Try it — Begin with the line where "of the green" appears. Set down that line and the rest of the records below it exactly as given.

-*-*-

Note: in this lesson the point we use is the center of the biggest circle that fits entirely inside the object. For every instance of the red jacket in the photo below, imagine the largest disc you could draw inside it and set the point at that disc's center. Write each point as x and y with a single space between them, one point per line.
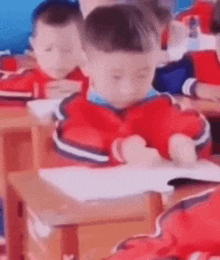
206 13
206 66
190 228
24 85
87 130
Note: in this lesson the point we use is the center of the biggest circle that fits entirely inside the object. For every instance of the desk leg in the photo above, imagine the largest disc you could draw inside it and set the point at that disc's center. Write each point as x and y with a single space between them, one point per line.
2 166
15 224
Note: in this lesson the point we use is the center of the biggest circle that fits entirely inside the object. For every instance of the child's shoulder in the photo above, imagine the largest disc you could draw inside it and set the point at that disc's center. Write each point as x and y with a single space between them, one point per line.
21 73
204 55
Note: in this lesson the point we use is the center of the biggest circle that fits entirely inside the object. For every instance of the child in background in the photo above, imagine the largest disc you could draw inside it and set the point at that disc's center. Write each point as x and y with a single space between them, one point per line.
196 75
204 10
121 120
190 230
57 49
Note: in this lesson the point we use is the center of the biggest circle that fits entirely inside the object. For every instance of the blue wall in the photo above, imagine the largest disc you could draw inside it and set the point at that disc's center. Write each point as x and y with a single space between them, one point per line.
15 24
181 5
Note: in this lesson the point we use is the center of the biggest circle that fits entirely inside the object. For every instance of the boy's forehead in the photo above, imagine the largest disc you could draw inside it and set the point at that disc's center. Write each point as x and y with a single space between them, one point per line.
127 60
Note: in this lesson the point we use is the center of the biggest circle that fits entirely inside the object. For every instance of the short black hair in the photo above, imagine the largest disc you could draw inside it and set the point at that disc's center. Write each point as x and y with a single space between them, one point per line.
120 28
162 12
57 12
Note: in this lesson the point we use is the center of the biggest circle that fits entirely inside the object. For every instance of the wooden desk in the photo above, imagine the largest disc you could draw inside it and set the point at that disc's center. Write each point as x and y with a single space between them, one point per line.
17 128
87 230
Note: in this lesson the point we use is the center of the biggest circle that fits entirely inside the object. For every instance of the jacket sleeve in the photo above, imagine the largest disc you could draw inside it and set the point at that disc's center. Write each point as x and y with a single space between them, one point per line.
188 227
176 77
169 119
76 138
17 86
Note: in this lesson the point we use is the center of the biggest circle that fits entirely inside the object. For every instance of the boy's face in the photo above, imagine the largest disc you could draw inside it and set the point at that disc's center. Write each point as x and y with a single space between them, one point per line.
122 78
57 48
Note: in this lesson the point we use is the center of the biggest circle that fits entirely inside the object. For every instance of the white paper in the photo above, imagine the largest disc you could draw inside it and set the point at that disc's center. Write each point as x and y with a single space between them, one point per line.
104 183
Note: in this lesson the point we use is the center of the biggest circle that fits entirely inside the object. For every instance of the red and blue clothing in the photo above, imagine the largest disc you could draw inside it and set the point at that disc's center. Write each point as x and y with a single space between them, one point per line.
87 130
205 11
188 230
24 85
181 77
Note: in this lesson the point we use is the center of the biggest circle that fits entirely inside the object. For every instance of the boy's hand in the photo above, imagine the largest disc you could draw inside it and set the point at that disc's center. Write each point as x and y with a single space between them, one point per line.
133 150
208 91
182 150
62 88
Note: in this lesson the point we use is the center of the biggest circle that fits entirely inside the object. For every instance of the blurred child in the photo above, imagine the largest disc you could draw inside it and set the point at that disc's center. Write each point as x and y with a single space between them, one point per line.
122 120
197 74
57 49
204 9
190 230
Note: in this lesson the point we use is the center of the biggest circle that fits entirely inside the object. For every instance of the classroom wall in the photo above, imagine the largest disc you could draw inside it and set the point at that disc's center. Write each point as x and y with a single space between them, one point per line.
15 24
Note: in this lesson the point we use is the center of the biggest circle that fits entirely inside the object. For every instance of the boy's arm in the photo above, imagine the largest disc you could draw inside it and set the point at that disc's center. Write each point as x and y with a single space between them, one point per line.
176 78
18 85
168 120
207 91
196 130
80 143
76 138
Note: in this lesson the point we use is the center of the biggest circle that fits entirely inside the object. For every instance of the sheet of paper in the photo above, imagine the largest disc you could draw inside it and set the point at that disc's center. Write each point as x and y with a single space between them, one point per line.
43 108
104 183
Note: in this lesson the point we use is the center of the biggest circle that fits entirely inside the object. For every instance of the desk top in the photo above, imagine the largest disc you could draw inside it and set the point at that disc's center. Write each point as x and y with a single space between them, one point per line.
16 117
54 208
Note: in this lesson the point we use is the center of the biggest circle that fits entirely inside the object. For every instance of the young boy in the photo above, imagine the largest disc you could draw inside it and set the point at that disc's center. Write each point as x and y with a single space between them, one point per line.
204 9
189 230
197 74
57 49
122 120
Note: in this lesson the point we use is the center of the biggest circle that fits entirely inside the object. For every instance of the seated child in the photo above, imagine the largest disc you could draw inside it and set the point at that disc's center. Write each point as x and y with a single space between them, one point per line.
196 74
189 230
204 9
122 119
57 49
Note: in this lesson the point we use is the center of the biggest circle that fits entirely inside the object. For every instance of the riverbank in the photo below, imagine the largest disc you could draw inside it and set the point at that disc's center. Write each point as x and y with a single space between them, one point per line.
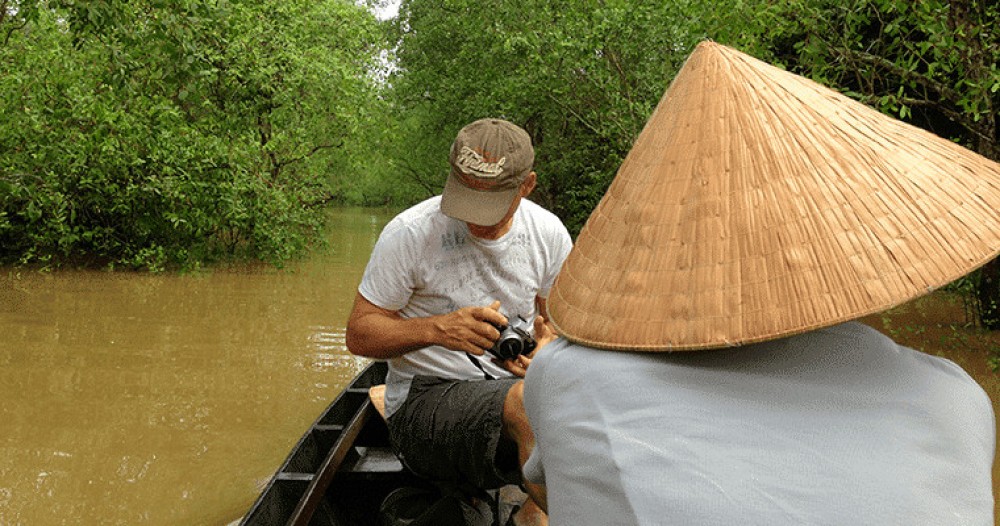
938 324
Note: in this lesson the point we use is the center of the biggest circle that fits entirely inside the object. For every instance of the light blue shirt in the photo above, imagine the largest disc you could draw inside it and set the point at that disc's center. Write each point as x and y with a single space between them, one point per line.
839 426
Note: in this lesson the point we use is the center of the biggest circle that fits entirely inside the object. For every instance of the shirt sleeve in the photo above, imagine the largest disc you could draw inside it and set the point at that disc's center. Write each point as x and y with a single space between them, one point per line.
388 281
561 244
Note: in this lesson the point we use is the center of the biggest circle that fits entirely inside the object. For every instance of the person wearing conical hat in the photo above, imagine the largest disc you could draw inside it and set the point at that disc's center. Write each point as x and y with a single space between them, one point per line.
443 277
708 370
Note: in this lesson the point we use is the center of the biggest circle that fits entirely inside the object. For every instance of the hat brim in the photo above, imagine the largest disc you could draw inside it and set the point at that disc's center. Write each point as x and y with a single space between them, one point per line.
484 208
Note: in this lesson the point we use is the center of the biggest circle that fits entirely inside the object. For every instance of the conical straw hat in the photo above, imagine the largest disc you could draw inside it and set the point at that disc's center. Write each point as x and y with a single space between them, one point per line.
757 204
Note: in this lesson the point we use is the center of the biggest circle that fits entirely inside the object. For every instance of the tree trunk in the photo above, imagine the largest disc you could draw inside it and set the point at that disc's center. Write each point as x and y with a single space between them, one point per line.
988 295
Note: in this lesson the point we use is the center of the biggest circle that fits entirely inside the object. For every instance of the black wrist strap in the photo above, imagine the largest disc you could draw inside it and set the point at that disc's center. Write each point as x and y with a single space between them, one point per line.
479 366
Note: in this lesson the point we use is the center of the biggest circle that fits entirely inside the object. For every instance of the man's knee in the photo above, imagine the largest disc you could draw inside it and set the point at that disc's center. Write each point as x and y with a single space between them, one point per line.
515 420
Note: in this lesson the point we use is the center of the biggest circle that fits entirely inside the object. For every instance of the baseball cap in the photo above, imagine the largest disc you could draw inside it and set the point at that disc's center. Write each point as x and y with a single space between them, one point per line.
489 159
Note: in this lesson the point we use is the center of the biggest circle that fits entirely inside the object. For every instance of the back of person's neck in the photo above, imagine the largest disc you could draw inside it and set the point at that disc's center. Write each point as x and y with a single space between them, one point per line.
491 233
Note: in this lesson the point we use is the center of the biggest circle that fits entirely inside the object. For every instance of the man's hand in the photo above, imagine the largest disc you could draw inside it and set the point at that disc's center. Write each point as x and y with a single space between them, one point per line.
544 333
470 329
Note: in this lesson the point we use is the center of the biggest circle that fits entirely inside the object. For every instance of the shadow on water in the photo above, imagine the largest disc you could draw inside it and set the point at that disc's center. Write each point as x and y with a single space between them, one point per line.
132 398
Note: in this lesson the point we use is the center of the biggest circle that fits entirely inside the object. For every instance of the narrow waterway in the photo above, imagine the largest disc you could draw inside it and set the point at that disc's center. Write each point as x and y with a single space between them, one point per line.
168 399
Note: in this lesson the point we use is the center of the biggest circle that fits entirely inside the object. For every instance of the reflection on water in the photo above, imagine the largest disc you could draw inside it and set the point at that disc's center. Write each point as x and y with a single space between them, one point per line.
168 399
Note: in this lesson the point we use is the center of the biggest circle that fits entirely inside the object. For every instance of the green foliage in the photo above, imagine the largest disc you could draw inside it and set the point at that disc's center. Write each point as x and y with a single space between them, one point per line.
582 77
167 133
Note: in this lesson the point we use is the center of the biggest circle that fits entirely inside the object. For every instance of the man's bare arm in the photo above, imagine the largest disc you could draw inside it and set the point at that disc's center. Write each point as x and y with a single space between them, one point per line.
380 333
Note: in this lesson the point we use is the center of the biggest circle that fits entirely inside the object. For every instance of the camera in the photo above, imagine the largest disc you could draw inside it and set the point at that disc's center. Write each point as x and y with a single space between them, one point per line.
514 340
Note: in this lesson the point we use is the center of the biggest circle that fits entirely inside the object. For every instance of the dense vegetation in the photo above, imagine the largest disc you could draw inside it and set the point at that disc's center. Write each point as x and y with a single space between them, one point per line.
156 133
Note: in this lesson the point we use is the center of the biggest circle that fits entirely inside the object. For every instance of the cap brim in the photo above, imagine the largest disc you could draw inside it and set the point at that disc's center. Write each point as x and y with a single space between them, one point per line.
485 208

-*-*-

Completed task —
Note: in this lesson the point we use is the center of the biggest circle that fits entirely inside the object. For every instance of the green foliage in the photo above, imagine the largest disc you could draw inside it and set the point at that disc's center. Write each point as x and y with a single space between them, one point per line.
582 77
167 133
Note: in this lesson the point we use is the center of the biggest circle that fits entirely inside the object. For every instance of the man's bare arm in the photo above, imagine the largest disc you could draw inside it and set the point at that disc's center. Write each point as x and y with a single space between them, one point per line.
380 333
Note: in this lesson the point we use is the center of the biggest circle that fits entirely inside the object. For every instance of the camera in the photo above, imagine the largest disc you could draw inside it and set the point at that disc's center. Write each point as x and y with a single space between them, one point per line.
514 340
Note: in this lesson the point we use is the center of the biggest circle that fits entirely inside the object. For every instance of the dense vegetation in the photo above, imagine the largest disc you could draw inside it and set the point at that disc's center. Write each point as x and y with a single space between them, one point per line.
156 133
Note: in this lesson the point we use is the center of the biggest circle that fits entirely inside the object. For every instance of the cap brim in the photo above, imagine the largest disc you could draw inside it and set the point at that disc's center. Write each point as x and y with a single space between them, one point per line.
485 208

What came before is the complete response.